[Source records]
+++++
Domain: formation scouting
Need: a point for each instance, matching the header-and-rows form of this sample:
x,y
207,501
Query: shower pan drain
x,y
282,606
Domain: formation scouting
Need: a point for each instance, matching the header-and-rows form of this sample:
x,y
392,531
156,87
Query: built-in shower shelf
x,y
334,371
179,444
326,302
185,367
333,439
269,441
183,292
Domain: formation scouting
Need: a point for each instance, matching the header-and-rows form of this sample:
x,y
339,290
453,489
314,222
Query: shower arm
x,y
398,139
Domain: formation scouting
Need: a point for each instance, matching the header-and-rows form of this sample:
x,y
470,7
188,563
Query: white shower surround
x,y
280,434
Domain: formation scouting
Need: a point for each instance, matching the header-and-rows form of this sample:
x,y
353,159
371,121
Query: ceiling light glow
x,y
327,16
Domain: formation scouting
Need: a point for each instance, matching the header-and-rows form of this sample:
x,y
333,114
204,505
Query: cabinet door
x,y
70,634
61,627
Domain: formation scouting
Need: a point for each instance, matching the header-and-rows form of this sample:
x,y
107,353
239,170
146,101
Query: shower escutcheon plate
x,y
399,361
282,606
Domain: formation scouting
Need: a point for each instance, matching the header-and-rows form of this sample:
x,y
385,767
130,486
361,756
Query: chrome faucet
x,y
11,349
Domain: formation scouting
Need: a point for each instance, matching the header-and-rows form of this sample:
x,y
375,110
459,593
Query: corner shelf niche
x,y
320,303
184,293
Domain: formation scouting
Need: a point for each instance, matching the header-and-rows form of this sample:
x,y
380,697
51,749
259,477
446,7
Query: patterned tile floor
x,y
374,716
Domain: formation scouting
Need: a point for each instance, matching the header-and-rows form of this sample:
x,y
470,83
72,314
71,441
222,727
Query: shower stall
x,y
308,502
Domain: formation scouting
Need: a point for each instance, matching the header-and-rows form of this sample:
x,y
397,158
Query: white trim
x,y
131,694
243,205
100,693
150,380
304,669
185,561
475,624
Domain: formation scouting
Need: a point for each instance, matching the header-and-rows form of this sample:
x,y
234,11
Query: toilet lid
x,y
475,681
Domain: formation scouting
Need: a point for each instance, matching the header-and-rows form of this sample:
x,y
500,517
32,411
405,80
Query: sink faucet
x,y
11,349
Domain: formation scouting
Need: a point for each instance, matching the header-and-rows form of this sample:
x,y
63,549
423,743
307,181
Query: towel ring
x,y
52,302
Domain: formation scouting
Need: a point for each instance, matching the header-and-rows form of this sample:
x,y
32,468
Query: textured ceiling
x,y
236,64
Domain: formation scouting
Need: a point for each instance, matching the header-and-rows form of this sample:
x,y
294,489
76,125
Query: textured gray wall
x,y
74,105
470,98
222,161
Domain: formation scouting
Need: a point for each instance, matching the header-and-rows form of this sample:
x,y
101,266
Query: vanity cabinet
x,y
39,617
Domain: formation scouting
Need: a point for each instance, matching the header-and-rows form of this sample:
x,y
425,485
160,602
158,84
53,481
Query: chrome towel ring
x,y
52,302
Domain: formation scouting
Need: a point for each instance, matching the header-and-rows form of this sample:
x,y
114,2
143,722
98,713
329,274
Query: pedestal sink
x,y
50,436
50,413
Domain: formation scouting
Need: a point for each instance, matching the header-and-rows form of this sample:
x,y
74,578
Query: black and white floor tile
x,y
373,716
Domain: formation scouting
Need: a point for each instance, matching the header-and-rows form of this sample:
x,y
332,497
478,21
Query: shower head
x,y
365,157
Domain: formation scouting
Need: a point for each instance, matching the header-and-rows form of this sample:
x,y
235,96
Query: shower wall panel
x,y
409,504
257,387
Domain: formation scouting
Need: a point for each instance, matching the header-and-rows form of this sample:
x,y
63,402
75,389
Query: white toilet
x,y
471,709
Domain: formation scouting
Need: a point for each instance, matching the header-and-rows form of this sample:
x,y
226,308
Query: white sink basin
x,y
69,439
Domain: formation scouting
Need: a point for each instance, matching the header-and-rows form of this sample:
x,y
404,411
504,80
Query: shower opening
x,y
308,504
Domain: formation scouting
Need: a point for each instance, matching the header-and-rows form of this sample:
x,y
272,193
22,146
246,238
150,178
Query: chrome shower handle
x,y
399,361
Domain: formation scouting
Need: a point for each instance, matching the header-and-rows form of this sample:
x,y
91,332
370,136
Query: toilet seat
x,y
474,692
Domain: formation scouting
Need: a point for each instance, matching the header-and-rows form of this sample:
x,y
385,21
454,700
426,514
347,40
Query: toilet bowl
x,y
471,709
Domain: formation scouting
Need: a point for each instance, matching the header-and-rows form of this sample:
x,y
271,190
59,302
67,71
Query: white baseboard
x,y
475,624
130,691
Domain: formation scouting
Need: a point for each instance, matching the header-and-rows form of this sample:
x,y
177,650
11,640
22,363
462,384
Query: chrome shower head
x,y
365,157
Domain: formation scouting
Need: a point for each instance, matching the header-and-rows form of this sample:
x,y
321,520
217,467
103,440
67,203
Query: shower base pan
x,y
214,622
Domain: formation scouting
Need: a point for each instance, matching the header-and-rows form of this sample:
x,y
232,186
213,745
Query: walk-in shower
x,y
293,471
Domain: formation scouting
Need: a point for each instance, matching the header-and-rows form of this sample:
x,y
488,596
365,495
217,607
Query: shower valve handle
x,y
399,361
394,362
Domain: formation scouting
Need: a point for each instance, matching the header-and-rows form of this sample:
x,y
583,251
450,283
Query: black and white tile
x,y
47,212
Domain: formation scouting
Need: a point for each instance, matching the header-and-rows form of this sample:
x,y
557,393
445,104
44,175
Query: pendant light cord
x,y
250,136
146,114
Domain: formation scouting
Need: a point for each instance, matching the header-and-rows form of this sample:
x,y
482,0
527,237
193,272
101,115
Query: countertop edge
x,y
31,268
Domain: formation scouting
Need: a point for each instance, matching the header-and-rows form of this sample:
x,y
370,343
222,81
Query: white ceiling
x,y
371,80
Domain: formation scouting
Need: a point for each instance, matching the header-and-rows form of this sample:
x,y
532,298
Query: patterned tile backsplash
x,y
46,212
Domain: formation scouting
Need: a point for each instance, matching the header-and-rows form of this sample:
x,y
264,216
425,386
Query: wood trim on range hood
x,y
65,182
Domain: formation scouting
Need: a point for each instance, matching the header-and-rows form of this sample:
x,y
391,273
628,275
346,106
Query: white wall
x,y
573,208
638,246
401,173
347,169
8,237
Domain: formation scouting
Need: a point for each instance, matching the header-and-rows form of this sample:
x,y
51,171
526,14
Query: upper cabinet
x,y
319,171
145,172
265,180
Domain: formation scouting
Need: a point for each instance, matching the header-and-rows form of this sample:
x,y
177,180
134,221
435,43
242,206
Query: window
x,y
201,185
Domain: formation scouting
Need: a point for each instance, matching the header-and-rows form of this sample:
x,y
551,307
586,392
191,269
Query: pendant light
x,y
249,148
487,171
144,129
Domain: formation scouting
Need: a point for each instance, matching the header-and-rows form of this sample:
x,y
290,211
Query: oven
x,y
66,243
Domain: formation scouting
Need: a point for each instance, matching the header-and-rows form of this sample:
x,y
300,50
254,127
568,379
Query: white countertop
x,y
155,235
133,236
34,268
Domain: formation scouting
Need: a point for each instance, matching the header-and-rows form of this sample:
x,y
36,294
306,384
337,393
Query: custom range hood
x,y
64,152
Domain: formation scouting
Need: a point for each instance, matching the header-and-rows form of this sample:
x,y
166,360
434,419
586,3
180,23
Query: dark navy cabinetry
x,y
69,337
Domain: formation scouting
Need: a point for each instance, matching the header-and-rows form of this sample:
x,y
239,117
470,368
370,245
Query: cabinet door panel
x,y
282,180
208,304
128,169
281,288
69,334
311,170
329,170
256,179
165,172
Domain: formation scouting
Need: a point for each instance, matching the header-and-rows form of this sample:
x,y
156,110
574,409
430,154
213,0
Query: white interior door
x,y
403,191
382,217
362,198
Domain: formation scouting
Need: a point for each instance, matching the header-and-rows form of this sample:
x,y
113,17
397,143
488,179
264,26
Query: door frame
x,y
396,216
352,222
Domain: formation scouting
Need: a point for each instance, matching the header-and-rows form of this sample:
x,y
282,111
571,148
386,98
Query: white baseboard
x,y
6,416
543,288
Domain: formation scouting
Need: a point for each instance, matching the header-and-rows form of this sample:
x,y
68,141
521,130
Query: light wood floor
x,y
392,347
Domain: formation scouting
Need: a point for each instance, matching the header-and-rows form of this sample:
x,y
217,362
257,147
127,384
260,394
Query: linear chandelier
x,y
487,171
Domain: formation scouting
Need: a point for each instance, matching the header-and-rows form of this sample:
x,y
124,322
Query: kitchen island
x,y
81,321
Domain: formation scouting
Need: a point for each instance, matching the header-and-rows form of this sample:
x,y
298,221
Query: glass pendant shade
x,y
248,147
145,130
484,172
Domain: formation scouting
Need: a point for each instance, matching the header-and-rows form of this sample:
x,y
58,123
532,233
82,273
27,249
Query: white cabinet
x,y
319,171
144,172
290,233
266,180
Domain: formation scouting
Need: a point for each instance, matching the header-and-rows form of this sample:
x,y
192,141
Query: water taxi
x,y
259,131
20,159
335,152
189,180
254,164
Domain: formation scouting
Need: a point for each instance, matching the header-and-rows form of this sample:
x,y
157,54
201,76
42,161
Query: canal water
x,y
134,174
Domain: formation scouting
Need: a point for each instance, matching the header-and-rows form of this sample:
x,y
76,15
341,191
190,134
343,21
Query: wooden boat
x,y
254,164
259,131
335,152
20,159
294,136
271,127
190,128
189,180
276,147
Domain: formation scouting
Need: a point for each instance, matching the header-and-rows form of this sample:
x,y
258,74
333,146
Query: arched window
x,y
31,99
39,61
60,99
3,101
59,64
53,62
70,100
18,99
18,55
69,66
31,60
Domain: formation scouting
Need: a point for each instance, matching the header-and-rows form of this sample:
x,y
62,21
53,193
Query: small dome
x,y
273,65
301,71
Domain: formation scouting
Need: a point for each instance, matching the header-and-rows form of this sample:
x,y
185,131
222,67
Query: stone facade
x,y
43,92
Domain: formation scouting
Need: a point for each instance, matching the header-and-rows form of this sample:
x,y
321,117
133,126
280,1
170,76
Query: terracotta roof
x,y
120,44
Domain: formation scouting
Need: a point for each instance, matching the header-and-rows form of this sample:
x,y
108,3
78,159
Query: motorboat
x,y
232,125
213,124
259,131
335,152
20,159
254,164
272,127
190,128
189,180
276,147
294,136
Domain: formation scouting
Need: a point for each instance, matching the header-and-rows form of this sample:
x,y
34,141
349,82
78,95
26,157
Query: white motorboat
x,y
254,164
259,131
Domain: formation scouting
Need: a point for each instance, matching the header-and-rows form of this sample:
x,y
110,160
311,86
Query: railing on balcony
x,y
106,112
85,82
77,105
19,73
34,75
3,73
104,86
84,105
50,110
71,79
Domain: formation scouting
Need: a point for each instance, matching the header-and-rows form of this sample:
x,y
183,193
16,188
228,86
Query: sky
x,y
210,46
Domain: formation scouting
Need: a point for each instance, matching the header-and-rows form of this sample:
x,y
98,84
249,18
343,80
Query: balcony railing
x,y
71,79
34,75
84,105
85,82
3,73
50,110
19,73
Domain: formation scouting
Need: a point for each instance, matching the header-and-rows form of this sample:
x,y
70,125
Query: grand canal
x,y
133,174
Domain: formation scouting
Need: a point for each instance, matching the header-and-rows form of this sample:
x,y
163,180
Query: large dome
+++++
### Your task
Report how many lines in the items above contain the string "pendant", matching case exactly. Give only the number.

### Completed exercise
3